__Work instructions__: Pull out every line of the data below that contains the word "bodice", and copy each one in full.

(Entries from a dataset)
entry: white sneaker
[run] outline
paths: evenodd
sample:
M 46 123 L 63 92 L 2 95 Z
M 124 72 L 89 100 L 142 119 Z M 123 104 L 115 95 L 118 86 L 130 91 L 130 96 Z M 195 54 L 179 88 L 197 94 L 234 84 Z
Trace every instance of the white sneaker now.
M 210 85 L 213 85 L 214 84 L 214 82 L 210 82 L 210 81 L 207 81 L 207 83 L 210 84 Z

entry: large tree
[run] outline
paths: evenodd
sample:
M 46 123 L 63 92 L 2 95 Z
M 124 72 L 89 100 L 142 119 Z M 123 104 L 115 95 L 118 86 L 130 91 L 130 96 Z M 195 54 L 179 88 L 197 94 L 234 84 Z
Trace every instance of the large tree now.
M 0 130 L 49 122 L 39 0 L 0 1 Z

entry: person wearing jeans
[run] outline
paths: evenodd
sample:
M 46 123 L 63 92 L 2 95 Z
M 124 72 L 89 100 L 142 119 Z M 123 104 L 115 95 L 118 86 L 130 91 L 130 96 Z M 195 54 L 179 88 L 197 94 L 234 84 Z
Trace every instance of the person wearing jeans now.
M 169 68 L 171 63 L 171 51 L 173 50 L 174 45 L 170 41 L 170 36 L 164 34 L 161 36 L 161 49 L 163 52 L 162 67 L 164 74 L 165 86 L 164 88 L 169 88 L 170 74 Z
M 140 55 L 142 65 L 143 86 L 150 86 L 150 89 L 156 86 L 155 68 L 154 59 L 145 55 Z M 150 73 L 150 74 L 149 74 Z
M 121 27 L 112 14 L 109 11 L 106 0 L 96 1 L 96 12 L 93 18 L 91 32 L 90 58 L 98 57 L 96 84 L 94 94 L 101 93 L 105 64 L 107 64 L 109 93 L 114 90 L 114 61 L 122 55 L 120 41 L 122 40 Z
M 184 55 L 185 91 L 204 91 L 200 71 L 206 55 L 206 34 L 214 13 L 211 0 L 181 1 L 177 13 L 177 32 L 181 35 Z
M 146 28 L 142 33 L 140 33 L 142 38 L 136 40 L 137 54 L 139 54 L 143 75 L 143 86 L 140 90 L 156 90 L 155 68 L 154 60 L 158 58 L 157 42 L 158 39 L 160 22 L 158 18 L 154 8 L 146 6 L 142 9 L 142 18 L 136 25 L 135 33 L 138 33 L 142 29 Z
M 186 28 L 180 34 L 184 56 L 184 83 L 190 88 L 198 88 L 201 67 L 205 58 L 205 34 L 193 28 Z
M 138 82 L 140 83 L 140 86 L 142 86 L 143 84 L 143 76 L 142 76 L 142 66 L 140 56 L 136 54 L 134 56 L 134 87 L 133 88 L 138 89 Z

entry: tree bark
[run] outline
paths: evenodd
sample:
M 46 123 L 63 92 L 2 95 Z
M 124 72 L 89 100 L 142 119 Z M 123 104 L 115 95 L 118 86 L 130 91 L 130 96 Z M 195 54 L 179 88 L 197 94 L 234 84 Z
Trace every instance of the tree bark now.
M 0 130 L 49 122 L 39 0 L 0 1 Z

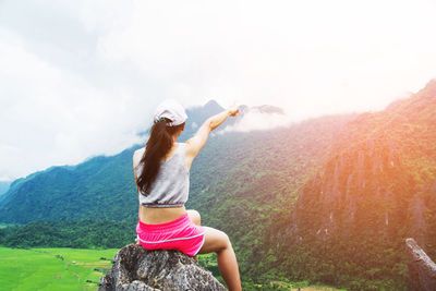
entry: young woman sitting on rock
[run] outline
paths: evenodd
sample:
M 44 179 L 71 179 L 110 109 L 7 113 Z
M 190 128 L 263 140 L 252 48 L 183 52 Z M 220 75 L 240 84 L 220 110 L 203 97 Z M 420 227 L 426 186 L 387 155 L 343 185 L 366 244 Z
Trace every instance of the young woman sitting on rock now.
M 145 148 L 133 155 L 140 199 L 137 241 L 147 250 L 177 250 L 190 256 L 217 253 L 218 269 L 229 290 L 241 290 L 238 262 L 229 237 L 201 226 L 196 210 L 186 210 L 190 168 L 213 130 L 239 112 L 237 106 L 207 119 L 185 143 L 177 143 L 186 113 L 174 100 L 156 110 Z

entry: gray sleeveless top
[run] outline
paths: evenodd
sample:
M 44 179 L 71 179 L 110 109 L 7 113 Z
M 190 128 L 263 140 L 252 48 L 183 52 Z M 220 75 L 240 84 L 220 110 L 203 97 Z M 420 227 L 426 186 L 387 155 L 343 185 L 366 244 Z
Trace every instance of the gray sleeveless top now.
M 160 163 L 156 180 L 148 190 L 147 196 L 138 190 L 140 203 L 146 207 L 180 207 L 183 206 L 190 191 L 190 172 L 185 160 L 186 144 L 179 144 L 174 154 Z M 142 157 L 145 148 L 141 149 Z M 140 158 L 141 160 L 141 158 Z M 135 162 L 136 165 L 138 163 Z M 136 175 L 142 172 L 142 165 L 136 167 Z

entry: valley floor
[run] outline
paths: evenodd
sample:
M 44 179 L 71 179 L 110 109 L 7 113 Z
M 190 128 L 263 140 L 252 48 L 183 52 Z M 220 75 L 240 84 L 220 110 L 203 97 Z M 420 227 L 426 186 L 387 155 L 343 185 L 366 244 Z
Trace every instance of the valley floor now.
M 0 290 L 97 290 L 117 251 L 0 247 Z
M 108 272 L 118 248 L 11 248 L 0 247 L 0 291 L 10 290 L 97 290 Z M 199 256 L 198 262 L 219 277 L 216 256 Z M 221 280 L 222 281 L 222 280 Z M 245 290 L 336 291 L 307 282 L 271 281 L 269 287 L 244 282 Z

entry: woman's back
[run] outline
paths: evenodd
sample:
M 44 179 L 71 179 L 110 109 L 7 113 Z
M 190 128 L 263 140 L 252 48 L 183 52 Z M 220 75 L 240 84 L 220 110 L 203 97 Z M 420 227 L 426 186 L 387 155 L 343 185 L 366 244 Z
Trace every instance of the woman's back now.
M 186 144 L 174 144 L 173 154 L 160 162 L 159 171 L 148 193 L 138 190 L 140 204 L 145 207 L 181 207 L 187 201 L 190 173 L 185 159 Z M 143 153 L 142 149 L 138 154 Z M 142 172 L 142 165 L 136 167 L 136 174 Z M 145 194 L 145 195 L 144 195 Z

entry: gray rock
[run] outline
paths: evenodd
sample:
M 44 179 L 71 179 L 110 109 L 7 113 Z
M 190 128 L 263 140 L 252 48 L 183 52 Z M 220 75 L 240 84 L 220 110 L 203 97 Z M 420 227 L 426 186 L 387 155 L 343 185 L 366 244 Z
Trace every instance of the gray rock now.
M 147 251 L 129 244 L 118 251 L 99 291 L 226 290 L 210 271 L 177 251 Z
M 416 244 L 415 240 L 407 239 L 409 255 L 409 277 L 413 290 L 436 290 L 436 264 Z

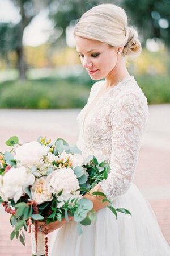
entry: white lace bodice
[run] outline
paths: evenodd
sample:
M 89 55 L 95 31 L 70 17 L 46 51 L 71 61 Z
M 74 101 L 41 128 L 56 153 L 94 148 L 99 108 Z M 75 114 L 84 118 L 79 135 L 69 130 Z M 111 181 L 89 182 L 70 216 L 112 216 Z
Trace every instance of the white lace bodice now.
M 110 172 L 100 185 L 113 200 L 125 193 L 133 180 L 148 110 L 133 76 L 97 99 L 104 84 L 102 80 L 94 84 L 87 104 L 78 115 L 77 146 L 85 157 L 94 155 L 100 162 L 109 162 Z

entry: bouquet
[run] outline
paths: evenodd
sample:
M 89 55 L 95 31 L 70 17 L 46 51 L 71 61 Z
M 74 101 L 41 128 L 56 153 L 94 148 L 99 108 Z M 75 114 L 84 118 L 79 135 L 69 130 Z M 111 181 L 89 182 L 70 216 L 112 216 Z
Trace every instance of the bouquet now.
M 80 150 L 60 138 L 53 144 L 40 137 L 22 145 L 14 136 L 6 144 L 12 149 L 0 152 L 0 201 L 11 214 L 11 240 L 19 238 L 25 245 L 23 229 L 31 229 L 34 255 L 48 253 L 48 238 L 39 229 L 38 221 L 69 222 L 71 217 L 80 235 L 82 225 L 95 220 L 92 202 L 83 197 L 86 193 L 103 197 L 116 218 L 117 212 L 130 214 L 126 209 L 114 208 L 103 193 L 91 192 L 107 178 L 110 167 L 106 161 L 99 163 L 95 156 L 84 159 Z

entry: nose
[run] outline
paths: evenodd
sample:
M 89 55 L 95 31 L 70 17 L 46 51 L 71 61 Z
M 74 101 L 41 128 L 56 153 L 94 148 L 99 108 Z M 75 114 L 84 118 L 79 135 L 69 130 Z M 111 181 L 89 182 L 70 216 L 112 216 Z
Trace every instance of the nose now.
M 85 57 L 82 60 L 82 64 L 84 68 L 90 68 L 93 65 L 92 63 L 89 59 L 87 58 L 86 59 Z

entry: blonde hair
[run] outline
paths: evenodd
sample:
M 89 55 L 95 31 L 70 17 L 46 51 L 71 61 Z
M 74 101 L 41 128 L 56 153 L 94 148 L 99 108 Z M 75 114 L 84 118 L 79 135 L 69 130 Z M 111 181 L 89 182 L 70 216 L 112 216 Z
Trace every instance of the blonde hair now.
M 124 56 L 137 56 L 142 51 L 137 30 L 128 27 L 125 11 L 112 3 L 100 4 L 86 11 L 76 24 L 74 35 L 124 47 Z

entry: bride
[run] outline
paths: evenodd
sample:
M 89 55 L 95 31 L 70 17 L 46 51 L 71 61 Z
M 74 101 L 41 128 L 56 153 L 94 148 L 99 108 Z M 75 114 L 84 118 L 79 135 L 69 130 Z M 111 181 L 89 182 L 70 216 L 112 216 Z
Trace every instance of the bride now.
M 46 225 L 48 233 L 56 230 L 50 255 L 170 255 L 150 204 L 133 182 L 148 116 L 146 98 L 125 63 L 126 56 L 141 53 L 138 34 L 128 27 L 122 9 L 101 4 L 82 15 L 74 36 L 83 67 L 97 81 L 78 116 L 77 146 L 84 157 L 94 155 L 100 161 L 108 159 L 111 170 L 108 178 L 94 190 L 103 192 L 115 207 L 129 210 L 131 216 L 120 213 L 116 220 L 99 196 L 85 195 L 97 210 L 96 220 L 83 227 L 80 236 L 73 220 Z

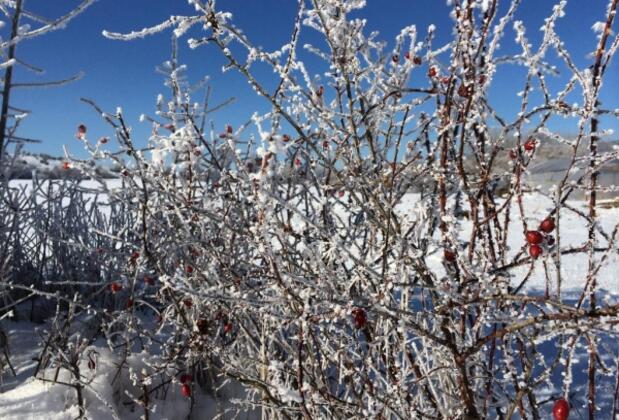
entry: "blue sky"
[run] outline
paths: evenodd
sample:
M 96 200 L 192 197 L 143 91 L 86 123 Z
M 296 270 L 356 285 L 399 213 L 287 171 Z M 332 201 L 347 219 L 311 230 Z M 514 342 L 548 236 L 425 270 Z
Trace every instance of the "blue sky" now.
M 78 0 L 29 0 L 27 5 L 39 14 L 59 16 L 77 3 Z M 502 3 L 505 6 L 507 1 Z M 517 19 L 527 25 L 527 34 L 534 46 L 540 39 L 539 27 L 554 3 L 553 0 L 523 0 Z M 597 20 L 602 20 L 607 3 L 607 0 L 571 0 L 565 18 L 557 27 L 581 67 L 592 62 L 588 54 L 596 38 L 590 28 Z M 237 25 L 267 50 L 287 41 L 296 11 L 294 0 L 219 0 L 218 5 L 231 11 Z M 28 150 L 61 154 L 64 144 L 71 152 L 83 156 L 81 146 L 73 138 L 79 123 L 89 127 L 91 138 L 111 134 L 100 117 L 79 101 L 80 97 L 91 98 L 108 111 L 121 106 L 133 127 L 136 141 L 144 144 L 150 124 L 140 123 L 138 117 L 142 113 L 153 114 L 157 94 L 165 92 L 162 76 L 155 72 L 155 67 L 169 58 L 169 33 L 120 42 L 105 39 L 101 32 L 104 29 L 128 32 L 159 23 L 171 14 L 191 14 L 192 11 L 184 0 L 99 0 L 67 29 L 19 44 L 18 56 L 44 67 L 47 72 L 44 76 L 36 76 L 17 67 L 15 78 L 18 82 L 64 78 L 85 72 L 82 80 L 65 87 L 15 91 L 13 105 L 33 111 L 20 134 L 43 140 L 41 144 L 28 146 Z M 368 7 L 358 15 L 367 18 L 368 29 L 380 31 L 381 39 L 388 42 L 392 42 L 405 25 L 416 24 L 425 31 L 433 23 L 437 27 L 438 45 L 451 35 L 448 13 L 445 0 L 368 0 Z M 309 29 L 305 34 L 304 42 L 319 42 Z M 502 42 L 506 52 L 514 51 L 513 39 L 514 31 L 509 25 Z M 253 94 L 241 76 L 235 72 L 221 73 L 223 60 L 215 50 L 182 48 L 180 58 L 189 66 L 193 80 L 206 74 L 211 76 L 214 102 L 230 96 L 237 98 L 234 106 L 215 117 L 216 127 L 228 122 L 238 125 L 247 121 L 254 110 L 267 109 L 264 100 Z M 549 58 L 555 60 L 556 56 L 553 53 Z M 310 68 L 316 64 L 313 59 L 308 60 Z M 618 107 L 616 100 L 611 103 L 612 94 L 619 92 L 618 67 L 615 62 L 609 69 L 606 95 L 602 98 L 612 107 Z M 513 115 L 519 105 L 515 92 L 522 88 L 525 72 L 514 66 L 502 68 L 499 73 L 490 90 L 491 98 L 499 110 Z M 262 72 L 261 76 L 268 78 L 269 74 Z M 556 91 L 564 80 L 565 73 L 549 83 Z M 552 124 L 565 132 L 574 127 L 572 122 L 561 119 Z M 617 131 L 619 127 L 616 122 L 607 122 L 604 128 Z

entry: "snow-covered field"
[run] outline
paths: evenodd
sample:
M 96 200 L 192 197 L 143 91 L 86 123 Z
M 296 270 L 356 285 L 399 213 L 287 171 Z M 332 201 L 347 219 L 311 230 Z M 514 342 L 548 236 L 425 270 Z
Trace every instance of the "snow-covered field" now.
M 21 185 L 28 187 L 29 181 L 17 181 L 13 185 Z M 84 187 L 94 187 L 88 181 L 84 182 Z M 118 187 L 115 181 L 109 181 L 109 186 Z M 415 212 L 417 196 L 410 194 L 398 208 L 401 215 Z M 552 202 L 542 195 L 528 195 L 525 198 L 526 214 L 531 218 L 531 223 L 539 222 L 539 218 L 548 214 L 548 210 L 552 207 Z M 584 210 L 586 203 L 573 201 L 569 206 L 574 209 Z M 619 223 L 618 208 L 601 208 L 600 225 L 607 231 L 612 232 L 615 225 Z M 512 255 L 518 253 L 523 246 L 524 238 L 521 235 L 522 225 L 518 217 L 513 217 L 510 239 L 508 246 Z M 537 221 L 537 222 L 536 222 Z M 463 221 L 463 232 L 470 228 L 467 226 L 467 221 Z M 573 211 L 567 209 L 562 210 L 560 235 L 562 247 L 579 247 L 583 246 L 587 240 L 587 230 L 583 219 Z M 601 242 L 601 245 L 605 245 Z M 442 254 L 435 253 L 429 257 L 431 266 L 440 273 L 444 270 L 442 264 Z M 551 259 L 547 260 L 549 266 L 552 265 Z M 526 282 L 523 289 L 524 292 L 531 294 L 542 294 L 547 288 L 554 290 L 556 287 L 555 276 L 548 278 L 541 268 L 543 261 L 540 259 L 535 263 L 536 269 L 533 275 Z M 529 270 L 529 266 L 525 265 L 518 268 L 516 279 L 522 279 Z M 617 252 L 612 252 L 609 255 L 608 262 L 601 269 L 598 278 L 600 296 L 603 299 L 615 300 L 619 296 L 619 259 Z M 551 270 L 552 272 L 552 270 Z M 582 292 L 585 277 L 587 273 L 587 256 L 585 253 L 577 253 L 563 258 L 561 265 L 562 277 L 562 296 L 570 301 L 577 299 Z M 519 280 L 518 280 L 519 281 Z M 73 419 L 78 416 L 78 411 L 75 405 L 75 390 L 66 385 L 51 384 L 40 379 L 32 377 L 36 367 L 36 357 L 38 356 L 41 346 L 44 344 L 41 332 L 49 327 L 49 324 L 43 323 L 35 325 L 23 320 L 24 315 L 20 317 L 19 313 L 16 319 L 3 319 L 0 321 L 2 330 L 8 337 L 10 360 L 15 368 L 16 376 L 13 376 L 10 370 L 5 369 L 0 383 L 0 418 L 7 420 L 22 420 L 22 419 Z M 584 418 L 586 404 L 586 344 L 584 339 L 582 343 L 576 346 L 574 357 L 575 363 L 572 366 L 574 376 L 574 386 L 572 387 L 574 397 L 572 403 L 573 418 Z M 548 342 L 542 343 L 542 351 L 553 352 L 557 343 Z M 614 340 L 604 340 L 599 343 L 601 361 L 608 364 L 611 368 L 618 359 L 618 349 L 614 346 Z M 125 363 L 121 364 L 121 358 L 118 354 L 112 353 L 107 346 L 107 343 L 99 339 L 94 342 L 90 349 L 95 350 L 96 367 L 91 369 L 88 366 L 88 359 L 82 361 L 81 371 L 87 372 L 90 375 L 90 386 L 85 390 L 86 400 L 86 416 L 93 420 L 103 419 L 138 419 L 143 415 L 143 410 L 135 403 L 128 403 L 125 396 L 121 395 L 121 389 L 131 393 L 132 385 L 130 375 L 140 372 L 142 369 L 148 369 L 149 361 L 156 358 L 156 355 L 146 352 L 134 354 L 130 356 Z M 45 372 L 46 377 L 52 377 L 54 371 Z M 70 382 L 70 378 L 65 378 L 66 373 L 60 372 L 59 379 Z M 614 383 L 614 378 L 604 376 L 599 380 L 598 386 L 600 390 L 599 403 L 602 412 L 600 418 L 610 416 L 612 407 L 612 398 L 614 390 L 611 389 L 611 384 Z M 557 379 L 555 383 L 560 383 Z M 608 389 L 606 389 L 608 388 Z M 549 399 L 553 395 L 560 392 L 560 389 L 548 389 L 547 396 Z M 578 394 L 580 392 L 580 395 Z M 154 404 L 154 410 L 151 412 L 150 419 L 210 419 L 215 417 L 223 406 L 229 406 L 234 397 L 240 397 L 241 391 L 234 387 L 226 387 L 222 390 L 219 399 L 213 398 L 212 395 L 206 392 L 195 392 L 194 399 L 189 399 L 181 395 L 178 386 L 171 386 L 162 395 L 160 400 Z M 189 416 L 191 404 L 195 404 Z M 254 414 L 254 417 L 256 415 Z M 249 415 L 248 417 L 252 417 Z M 572 418 L 572 417 L 571 417 Z

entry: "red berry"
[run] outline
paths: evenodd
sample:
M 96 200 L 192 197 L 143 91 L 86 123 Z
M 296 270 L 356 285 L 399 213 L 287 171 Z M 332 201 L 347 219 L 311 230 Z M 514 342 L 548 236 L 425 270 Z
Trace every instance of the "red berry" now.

__Response for this exercise__:
entry: white lace bodice
Trace every instance of the white lace bodice now.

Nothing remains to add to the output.